## Prompt
In the entries below, identify every line with the string "limestone" and copy it.

## Records to process
================================

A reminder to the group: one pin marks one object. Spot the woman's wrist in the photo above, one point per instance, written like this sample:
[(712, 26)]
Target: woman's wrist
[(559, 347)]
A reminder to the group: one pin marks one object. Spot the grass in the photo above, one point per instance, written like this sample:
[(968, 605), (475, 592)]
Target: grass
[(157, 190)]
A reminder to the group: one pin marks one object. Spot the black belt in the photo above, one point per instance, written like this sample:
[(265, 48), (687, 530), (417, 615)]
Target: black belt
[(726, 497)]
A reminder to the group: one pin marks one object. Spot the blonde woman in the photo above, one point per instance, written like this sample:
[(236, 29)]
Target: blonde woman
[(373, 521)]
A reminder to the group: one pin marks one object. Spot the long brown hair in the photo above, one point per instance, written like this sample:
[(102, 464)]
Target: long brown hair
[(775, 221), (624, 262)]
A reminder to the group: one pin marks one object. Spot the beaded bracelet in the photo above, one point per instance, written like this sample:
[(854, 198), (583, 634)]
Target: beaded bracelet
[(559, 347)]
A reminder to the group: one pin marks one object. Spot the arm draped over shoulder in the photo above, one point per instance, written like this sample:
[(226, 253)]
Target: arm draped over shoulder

================================

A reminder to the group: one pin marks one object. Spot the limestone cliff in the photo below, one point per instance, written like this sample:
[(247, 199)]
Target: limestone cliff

================================

## Reply
A reminder to the group: one pin marks one object. Spot the limestone cliff in the photo below, one point per instance, written like this sample:
Target: limestone cliff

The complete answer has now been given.